__Instruction__
From the editorial on coastal towns and their newcomers, extract the passage from "But in areas" up to and including "islands for good.".

━━━ Source document ━━━

THE VIRGINIAN-PILOT Copyright (c) 1996, Landmark Communications, Inc. DATE: Sunday, May 5, 1996 TAG: 9605020192 SECTION: CAROLINA COAST PAGE: 32 EDITION: FINAL TYPE: Editorial SOURCE: Ronald L. Speer LENGTH: Medium: 73 lines
Towns and cities on the sea have always seemed a little friendlier than inland outposts.
Strangers have been sailing around Ocracoke and Hatteras and Wanchese and Manteo since the 16th century. when native Americans were still in charge.
As the coastal communities developed, outsiders kept coming: Fishermen from the north and south, ocean travelers, traders and pirates, military folks on warships, tourists.
Their odd customs and costumes and their foreign tongues didn't startle the settlers who themselves had come to the promised land as strangers.
In communities on the mainland, an oddly dressed visitor, a stranger speaking a different language, a worshipper of a different god was often frightening.
But in areas like the Outer Banks, outsiders were welcomed as long as they brought money, and as today's Coast cover story points out, come-heres by the thousands have settled on the islands for good.
I'm perhaps typical. For 17 years I visited three or four times a year, and then moved to Manteo for good two years ago this week.
As a country boy from Nebraska, I'm not a Yankee, yet I'll never be considered one of the locals.
But I don't feel like a stranger, and neither do most of the outsiders who have put down roots.
We live, I think, in sort of a halfway house, and our kids will, too, because the definition of a native is quite restrictive.

━━━ Entries ━━━

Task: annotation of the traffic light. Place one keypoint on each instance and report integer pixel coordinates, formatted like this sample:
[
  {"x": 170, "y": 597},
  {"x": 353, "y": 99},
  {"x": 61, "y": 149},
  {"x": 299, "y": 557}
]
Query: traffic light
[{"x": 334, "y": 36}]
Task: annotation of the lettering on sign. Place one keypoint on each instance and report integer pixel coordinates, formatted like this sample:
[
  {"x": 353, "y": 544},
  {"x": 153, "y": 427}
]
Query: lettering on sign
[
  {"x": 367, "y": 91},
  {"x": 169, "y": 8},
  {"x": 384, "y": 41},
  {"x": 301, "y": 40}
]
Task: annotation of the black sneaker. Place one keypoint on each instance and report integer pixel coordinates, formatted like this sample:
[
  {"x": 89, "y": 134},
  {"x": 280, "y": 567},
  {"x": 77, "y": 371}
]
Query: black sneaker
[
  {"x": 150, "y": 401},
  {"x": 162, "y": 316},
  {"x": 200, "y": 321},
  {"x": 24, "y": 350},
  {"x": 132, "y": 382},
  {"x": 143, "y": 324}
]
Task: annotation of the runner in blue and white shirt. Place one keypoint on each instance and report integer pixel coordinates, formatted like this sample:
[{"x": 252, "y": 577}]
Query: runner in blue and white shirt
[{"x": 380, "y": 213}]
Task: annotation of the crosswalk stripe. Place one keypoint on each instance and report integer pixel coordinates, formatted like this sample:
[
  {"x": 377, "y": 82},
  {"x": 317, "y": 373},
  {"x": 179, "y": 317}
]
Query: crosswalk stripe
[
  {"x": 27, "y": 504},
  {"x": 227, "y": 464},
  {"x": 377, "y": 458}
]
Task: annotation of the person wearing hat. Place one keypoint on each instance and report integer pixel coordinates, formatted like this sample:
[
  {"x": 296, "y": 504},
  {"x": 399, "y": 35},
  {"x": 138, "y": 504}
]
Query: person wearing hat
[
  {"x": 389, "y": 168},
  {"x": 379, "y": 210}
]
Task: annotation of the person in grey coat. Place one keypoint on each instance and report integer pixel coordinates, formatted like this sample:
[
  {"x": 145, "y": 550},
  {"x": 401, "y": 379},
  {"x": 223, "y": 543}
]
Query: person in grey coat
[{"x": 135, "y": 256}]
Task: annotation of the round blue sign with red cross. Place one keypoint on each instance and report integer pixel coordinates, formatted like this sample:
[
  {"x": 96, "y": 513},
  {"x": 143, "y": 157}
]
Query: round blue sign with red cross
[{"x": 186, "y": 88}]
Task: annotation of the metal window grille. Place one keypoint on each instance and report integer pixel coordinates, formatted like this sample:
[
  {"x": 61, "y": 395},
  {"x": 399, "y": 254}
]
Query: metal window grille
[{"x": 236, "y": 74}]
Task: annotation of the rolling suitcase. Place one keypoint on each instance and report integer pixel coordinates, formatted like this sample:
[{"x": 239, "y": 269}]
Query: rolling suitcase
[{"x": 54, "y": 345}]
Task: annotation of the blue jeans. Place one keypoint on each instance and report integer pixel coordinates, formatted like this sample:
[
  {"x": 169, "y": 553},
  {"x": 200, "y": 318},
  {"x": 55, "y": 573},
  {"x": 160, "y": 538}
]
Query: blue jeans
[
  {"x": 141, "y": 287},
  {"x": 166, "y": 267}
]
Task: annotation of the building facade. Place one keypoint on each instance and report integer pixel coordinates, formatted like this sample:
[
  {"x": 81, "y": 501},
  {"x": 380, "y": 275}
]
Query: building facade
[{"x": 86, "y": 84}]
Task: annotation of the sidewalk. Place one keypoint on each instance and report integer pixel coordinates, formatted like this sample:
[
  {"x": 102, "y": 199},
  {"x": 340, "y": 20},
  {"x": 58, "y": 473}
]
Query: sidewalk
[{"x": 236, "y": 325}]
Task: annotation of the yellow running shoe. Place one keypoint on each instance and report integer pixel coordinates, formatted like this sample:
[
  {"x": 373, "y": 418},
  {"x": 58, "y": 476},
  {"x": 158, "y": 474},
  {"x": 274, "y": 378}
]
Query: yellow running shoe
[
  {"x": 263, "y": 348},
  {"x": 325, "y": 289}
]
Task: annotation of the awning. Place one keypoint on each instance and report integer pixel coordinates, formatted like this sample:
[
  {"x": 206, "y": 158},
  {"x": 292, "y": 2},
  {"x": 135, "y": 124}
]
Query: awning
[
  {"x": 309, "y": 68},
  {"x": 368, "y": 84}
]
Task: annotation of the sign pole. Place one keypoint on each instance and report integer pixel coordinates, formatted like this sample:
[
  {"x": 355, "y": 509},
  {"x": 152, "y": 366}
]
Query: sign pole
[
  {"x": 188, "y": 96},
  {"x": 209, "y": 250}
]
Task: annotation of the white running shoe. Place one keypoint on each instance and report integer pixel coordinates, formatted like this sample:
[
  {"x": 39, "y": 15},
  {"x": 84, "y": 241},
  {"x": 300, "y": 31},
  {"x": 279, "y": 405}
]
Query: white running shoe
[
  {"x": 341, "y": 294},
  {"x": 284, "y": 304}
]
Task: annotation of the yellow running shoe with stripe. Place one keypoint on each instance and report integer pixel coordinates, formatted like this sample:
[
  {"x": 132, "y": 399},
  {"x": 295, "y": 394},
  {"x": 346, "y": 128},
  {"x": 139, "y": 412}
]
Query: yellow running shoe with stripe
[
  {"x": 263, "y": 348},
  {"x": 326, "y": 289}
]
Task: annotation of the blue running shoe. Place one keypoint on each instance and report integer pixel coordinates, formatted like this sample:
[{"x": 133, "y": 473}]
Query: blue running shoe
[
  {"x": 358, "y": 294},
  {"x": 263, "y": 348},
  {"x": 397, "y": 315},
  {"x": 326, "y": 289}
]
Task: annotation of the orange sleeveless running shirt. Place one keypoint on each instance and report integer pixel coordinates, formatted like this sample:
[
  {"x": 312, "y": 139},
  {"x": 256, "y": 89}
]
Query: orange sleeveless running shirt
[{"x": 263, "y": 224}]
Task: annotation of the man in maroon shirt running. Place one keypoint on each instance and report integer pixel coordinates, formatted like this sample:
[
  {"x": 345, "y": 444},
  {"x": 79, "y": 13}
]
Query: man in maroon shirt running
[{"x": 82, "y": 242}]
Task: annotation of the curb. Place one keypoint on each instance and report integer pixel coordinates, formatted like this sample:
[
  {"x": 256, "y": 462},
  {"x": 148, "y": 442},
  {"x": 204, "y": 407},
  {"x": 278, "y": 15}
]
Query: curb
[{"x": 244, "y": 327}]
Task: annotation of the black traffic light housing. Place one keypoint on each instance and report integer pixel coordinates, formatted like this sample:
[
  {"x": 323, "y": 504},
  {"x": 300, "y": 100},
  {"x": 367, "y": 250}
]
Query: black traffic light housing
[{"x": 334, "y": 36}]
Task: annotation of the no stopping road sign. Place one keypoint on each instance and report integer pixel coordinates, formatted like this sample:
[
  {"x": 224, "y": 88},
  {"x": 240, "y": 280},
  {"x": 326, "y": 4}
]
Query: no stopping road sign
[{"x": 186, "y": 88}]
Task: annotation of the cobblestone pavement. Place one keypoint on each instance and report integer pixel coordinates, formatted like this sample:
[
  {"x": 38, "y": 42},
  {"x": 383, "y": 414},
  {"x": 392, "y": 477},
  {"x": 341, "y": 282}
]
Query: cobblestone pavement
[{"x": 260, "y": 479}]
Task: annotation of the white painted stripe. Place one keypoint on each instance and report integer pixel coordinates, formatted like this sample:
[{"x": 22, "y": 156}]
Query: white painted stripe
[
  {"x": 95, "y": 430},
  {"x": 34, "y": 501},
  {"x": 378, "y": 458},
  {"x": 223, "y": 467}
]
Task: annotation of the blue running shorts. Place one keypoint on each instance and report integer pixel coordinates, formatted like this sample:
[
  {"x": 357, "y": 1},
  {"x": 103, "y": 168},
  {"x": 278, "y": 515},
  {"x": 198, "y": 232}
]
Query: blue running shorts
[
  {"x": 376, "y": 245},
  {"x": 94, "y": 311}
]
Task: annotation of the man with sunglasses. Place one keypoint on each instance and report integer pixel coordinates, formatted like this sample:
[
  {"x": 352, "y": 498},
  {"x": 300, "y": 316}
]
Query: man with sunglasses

━━━

__Reply to the exercise__
But in areas like the Outer Banks, outsiders were welcomed as long as they brought money, and as today's Coast cover story points out, come-heres by the thousands have settled on the islands for good.